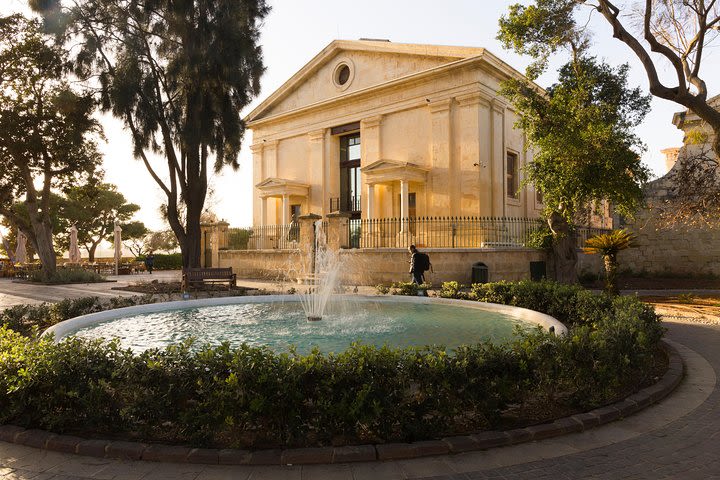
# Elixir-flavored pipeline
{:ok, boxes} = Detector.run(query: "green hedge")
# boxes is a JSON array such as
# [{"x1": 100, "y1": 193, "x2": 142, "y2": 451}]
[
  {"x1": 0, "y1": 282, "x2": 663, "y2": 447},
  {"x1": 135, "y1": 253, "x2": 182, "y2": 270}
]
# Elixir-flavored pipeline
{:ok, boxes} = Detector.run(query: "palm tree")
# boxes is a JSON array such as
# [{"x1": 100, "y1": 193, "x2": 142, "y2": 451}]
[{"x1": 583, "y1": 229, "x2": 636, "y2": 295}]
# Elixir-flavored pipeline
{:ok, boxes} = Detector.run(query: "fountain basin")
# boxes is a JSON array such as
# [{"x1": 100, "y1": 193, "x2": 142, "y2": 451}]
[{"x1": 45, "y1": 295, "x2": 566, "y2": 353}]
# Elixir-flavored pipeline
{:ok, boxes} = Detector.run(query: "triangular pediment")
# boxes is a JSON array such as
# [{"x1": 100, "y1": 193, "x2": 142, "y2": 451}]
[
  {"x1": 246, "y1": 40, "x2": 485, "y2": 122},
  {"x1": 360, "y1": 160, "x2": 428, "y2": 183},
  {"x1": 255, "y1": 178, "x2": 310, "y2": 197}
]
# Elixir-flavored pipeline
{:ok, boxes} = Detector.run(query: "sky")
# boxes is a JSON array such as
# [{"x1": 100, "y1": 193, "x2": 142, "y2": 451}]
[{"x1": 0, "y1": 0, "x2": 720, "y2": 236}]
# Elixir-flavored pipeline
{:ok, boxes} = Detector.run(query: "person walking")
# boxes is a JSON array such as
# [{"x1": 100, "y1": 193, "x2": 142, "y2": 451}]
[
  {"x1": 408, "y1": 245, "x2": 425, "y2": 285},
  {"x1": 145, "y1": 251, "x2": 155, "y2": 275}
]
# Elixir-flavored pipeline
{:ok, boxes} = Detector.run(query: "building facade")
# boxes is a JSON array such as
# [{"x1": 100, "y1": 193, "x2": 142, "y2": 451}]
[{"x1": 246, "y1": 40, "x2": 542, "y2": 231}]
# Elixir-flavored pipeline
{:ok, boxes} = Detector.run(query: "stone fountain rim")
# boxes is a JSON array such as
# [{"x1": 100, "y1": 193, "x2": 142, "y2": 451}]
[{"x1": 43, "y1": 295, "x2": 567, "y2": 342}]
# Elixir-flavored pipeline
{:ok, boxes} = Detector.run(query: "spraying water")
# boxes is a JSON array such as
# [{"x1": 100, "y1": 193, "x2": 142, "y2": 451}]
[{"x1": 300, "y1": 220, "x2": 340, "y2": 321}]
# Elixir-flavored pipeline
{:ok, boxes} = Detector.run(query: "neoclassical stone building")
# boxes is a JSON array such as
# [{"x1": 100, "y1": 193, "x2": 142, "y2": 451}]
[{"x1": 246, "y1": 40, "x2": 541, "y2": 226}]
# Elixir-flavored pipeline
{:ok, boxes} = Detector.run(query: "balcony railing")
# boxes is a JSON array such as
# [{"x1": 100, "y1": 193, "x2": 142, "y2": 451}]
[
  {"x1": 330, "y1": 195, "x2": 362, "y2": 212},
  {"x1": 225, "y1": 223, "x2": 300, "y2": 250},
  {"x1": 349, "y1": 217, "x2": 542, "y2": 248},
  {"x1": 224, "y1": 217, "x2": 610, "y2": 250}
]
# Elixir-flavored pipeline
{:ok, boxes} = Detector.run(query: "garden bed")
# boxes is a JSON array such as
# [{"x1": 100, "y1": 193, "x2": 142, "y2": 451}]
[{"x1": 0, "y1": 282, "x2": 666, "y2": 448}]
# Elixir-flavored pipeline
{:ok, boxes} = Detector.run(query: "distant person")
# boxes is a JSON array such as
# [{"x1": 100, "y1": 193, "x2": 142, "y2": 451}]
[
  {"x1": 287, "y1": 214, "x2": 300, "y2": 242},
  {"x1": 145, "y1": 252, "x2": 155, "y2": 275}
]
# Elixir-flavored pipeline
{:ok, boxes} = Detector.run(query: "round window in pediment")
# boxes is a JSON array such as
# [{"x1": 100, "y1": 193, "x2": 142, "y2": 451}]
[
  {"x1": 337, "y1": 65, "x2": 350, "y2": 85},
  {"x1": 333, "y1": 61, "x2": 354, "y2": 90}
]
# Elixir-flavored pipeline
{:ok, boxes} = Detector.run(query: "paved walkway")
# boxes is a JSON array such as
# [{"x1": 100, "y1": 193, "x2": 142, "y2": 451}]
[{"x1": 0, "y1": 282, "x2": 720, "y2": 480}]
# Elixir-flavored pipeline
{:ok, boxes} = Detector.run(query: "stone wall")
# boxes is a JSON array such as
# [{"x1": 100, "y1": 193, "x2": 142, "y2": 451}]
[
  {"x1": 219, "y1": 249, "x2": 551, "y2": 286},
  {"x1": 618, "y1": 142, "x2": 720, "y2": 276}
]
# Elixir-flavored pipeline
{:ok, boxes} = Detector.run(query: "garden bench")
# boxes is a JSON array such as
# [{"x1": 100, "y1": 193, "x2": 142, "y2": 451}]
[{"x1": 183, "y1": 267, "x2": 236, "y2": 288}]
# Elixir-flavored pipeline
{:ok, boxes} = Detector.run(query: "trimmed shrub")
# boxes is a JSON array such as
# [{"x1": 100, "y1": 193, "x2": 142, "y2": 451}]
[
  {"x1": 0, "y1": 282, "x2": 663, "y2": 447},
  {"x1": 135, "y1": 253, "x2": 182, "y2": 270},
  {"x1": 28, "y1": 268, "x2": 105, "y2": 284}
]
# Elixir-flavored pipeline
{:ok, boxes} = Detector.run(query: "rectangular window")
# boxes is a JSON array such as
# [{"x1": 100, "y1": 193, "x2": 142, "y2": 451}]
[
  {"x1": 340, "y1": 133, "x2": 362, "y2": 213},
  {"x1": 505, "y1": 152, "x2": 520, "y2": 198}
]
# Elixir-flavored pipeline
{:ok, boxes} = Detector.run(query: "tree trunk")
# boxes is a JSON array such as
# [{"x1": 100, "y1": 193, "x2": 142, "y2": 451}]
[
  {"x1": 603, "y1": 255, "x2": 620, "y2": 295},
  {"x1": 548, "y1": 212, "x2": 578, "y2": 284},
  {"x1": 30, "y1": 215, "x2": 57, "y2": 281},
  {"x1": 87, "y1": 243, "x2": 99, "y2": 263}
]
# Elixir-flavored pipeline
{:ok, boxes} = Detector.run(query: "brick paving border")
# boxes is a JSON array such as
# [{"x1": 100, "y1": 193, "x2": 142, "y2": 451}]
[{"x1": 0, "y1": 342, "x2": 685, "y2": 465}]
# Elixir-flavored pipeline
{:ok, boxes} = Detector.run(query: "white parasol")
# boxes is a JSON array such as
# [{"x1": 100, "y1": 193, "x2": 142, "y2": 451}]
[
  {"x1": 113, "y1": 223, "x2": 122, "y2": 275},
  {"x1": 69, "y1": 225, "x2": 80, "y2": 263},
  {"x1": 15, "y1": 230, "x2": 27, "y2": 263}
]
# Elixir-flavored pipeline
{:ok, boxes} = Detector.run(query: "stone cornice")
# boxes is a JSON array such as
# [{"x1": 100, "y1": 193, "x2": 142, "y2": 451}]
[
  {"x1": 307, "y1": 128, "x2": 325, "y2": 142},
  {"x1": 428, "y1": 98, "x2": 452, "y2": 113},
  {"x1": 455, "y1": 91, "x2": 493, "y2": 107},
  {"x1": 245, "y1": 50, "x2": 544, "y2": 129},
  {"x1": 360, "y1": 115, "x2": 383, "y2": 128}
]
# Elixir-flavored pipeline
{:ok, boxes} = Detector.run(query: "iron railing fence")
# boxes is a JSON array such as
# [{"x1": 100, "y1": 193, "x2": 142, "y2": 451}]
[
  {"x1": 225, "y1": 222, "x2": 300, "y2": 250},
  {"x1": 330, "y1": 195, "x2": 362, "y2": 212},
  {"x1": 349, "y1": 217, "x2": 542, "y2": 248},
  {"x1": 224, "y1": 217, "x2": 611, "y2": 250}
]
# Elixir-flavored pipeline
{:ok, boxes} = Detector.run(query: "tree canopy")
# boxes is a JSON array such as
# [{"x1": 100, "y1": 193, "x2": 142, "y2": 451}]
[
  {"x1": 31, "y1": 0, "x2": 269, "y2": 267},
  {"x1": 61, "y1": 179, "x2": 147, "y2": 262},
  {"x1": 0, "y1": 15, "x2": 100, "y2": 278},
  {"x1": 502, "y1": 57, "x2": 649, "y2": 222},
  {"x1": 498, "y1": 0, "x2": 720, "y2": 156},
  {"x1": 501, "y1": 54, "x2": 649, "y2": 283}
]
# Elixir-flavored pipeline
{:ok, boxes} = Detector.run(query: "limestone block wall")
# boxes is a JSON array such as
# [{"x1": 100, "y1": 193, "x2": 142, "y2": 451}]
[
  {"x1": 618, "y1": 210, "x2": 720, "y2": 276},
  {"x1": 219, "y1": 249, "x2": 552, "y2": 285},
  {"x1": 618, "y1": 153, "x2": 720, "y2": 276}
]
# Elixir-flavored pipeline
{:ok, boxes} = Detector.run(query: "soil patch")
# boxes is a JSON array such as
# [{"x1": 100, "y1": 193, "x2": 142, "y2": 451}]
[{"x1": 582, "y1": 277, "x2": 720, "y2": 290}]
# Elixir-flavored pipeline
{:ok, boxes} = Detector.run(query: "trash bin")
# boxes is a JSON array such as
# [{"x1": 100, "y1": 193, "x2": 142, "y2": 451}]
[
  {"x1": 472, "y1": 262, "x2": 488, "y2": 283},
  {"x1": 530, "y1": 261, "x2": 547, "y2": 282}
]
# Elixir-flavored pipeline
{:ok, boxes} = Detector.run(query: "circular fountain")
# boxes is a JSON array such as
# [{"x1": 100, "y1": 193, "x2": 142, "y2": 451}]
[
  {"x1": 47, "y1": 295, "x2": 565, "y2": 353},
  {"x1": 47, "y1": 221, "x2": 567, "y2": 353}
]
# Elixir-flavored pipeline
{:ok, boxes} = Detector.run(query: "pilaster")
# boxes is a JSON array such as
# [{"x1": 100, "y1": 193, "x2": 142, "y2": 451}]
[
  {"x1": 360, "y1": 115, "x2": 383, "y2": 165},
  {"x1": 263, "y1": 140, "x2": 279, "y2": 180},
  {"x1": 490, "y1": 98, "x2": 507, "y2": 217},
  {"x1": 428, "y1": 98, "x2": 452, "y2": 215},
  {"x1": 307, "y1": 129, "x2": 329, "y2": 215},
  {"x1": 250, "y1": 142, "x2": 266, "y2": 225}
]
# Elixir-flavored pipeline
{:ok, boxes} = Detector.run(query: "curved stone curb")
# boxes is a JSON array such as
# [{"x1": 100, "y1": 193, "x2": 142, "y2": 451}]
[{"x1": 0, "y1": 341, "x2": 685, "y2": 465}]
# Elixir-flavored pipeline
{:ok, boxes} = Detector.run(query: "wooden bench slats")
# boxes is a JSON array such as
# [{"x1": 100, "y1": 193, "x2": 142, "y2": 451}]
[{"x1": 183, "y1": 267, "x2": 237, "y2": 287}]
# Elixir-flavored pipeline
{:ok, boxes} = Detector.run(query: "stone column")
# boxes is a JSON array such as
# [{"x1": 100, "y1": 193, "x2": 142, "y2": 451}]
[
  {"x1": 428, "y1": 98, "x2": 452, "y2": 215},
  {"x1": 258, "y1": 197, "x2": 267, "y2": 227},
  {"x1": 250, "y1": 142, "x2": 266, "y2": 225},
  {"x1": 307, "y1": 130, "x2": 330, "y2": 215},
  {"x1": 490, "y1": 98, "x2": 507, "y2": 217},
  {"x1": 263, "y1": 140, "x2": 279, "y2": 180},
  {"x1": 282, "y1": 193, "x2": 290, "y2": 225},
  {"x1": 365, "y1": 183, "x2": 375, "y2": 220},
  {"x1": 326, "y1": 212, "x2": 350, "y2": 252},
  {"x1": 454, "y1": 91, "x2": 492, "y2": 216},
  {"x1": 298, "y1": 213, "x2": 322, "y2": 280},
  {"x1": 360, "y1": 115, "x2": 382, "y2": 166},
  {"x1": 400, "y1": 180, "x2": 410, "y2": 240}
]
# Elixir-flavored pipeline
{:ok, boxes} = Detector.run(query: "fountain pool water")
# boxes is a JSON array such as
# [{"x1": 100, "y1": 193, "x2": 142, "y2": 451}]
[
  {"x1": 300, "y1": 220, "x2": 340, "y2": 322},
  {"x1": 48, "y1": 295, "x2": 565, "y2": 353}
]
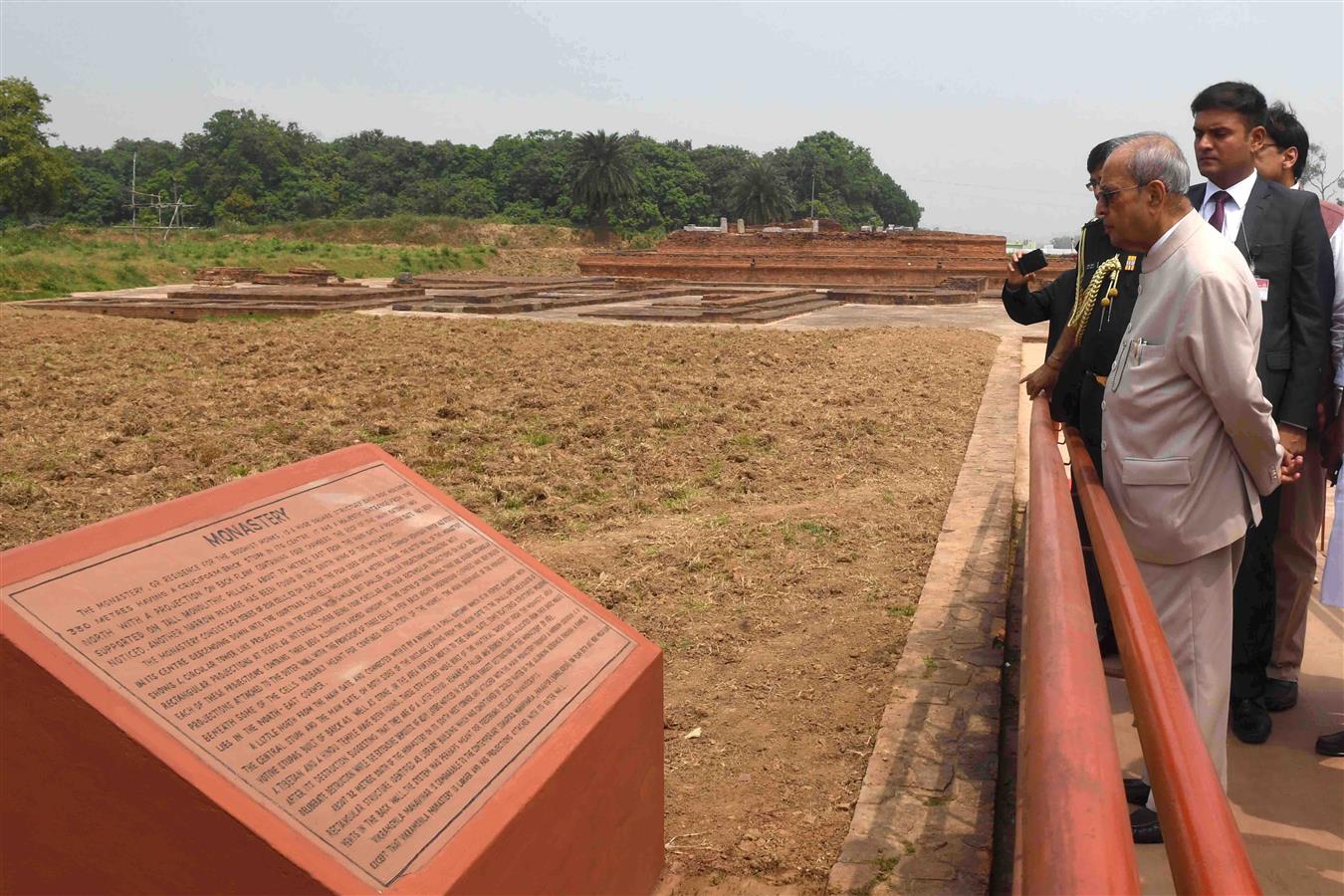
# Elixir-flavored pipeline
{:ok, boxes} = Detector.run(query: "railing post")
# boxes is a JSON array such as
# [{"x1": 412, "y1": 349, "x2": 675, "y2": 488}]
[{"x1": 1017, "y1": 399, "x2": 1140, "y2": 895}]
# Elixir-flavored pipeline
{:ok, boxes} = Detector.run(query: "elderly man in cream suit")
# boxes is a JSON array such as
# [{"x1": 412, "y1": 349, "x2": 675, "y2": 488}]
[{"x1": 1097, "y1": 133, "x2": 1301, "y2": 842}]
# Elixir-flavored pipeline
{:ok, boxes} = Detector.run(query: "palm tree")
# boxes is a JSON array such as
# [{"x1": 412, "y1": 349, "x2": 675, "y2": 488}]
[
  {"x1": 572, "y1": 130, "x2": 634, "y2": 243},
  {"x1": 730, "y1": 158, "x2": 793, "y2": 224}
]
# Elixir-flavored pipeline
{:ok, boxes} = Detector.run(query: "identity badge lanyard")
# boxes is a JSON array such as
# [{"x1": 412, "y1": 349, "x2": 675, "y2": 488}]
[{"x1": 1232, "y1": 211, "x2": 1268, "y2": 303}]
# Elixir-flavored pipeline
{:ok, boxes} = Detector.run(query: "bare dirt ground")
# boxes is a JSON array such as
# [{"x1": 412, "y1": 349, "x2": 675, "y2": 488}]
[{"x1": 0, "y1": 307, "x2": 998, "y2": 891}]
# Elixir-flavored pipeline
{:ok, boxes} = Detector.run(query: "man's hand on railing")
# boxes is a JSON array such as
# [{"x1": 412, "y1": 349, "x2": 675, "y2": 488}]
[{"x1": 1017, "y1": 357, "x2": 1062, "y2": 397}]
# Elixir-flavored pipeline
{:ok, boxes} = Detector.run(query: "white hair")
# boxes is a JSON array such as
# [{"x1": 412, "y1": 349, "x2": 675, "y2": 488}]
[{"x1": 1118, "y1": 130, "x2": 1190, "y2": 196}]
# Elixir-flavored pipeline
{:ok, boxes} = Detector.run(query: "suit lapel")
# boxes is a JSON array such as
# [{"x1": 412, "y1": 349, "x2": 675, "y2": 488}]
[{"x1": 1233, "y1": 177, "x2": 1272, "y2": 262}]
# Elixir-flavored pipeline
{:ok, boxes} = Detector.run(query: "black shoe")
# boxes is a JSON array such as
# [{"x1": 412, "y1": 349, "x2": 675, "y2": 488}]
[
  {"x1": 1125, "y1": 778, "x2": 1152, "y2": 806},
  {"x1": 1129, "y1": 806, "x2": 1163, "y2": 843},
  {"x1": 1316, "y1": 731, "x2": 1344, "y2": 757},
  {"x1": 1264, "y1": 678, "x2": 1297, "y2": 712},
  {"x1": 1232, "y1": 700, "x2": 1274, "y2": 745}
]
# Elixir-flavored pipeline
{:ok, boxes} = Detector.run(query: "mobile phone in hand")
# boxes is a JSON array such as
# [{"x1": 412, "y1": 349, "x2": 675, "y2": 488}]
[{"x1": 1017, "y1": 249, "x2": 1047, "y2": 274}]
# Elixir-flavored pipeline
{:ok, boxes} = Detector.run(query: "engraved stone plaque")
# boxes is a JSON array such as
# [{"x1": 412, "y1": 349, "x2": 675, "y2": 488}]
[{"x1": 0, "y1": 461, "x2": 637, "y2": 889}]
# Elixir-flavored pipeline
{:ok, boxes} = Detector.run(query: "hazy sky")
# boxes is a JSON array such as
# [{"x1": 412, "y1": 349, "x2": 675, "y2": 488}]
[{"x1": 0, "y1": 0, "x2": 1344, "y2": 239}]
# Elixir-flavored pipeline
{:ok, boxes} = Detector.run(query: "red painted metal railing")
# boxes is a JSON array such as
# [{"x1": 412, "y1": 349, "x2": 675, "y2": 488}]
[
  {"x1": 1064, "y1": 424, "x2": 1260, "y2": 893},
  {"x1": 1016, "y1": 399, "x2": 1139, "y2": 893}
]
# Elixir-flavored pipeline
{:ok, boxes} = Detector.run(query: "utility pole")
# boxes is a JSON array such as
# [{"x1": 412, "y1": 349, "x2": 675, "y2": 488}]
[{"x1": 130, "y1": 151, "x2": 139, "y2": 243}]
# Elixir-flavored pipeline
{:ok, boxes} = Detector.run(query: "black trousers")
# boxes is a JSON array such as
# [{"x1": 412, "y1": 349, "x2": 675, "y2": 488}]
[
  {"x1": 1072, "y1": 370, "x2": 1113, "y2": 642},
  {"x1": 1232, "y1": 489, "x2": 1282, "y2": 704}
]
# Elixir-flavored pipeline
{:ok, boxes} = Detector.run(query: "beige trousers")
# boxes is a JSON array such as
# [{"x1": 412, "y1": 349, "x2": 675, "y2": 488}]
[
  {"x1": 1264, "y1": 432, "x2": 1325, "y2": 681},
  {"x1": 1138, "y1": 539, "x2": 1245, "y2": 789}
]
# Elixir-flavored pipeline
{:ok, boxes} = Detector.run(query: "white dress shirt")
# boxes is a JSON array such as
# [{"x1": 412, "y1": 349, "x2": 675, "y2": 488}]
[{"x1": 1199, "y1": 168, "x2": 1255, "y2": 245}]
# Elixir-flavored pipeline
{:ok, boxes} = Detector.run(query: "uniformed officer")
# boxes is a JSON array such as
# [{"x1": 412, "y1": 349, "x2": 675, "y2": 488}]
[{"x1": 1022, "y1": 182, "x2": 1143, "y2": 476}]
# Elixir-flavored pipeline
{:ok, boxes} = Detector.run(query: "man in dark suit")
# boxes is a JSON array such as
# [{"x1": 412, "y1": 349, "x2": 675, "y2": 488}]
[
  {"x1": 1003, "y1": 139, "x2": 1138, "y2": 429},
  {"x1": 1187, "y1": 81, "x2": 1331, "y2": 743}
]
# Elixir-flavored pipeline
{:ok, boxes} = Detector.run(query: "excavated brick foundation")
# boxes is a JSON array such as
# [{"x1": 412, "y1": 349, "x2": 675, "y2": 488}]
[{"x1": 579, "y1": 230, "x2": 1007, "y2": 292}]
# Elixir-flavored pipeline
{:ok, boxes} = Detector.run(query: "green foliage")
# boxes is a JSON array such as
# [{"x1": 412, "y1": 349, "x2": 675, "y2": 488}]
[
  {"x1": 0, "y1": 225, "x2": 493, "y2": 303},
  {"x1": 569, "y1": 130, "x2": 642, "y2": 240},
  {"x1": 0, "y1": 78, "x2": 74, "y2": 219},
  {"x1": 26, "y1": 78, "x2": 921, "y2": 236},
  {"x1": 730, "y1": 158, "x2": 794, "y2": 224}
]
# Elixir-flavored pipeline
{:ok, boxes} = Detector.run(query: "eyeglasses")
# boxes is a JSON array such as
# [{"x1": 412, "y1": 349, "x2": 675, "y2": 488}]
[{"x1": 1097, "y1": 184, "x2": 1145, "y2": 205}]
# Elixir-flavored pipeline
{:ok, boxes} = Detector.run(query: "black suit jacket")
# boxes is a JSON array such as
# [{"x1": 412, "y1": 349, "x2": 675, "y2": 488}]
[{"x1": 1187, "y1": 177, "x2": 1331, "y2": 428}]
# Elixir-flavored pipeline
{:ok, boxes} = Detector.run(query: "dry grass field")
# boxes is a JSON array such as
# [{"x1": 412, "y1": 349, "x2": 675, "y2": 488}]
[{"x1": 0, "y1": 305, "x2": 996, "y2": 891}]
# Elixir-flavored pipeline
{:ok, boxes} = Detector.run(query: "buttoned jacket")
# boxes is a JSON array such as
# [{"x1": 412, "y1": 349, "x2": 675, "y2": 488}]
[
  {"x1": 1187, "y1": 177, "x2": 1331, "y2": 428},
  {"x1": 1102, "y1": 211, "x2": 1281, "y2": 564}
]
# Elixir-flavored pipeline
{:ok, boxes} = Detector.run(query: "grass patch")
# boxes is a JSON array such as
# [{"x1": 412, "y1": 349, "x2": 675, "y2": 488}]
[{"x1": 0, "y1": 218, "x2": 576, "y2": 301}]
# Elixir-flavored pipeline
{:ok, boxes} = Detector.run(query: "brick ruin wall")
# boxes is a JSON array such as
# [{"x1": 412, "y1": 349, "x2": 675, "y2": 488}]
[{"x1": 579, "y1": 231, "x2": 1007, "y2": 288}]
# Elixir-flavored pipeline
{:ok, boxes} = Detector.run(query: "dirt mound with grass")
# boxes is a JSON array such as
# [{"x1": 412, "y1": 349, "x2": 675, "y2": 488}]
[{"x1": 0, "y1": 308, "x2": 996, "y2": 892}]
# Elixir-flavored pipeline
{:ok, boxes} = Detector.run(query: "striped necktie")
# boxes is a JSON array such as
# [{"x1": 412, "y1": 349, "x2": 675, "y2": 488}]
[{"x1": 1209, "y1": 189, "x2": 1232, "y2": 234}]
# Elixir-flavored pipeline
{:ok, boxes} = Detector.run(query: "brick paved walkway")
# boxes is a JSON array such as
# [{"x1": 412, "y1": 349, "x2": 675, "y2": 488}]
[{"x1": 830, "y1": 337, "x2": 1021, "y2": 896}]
━━━━
Count the lines in the items above that contain the word "jacket", and give only that number.

2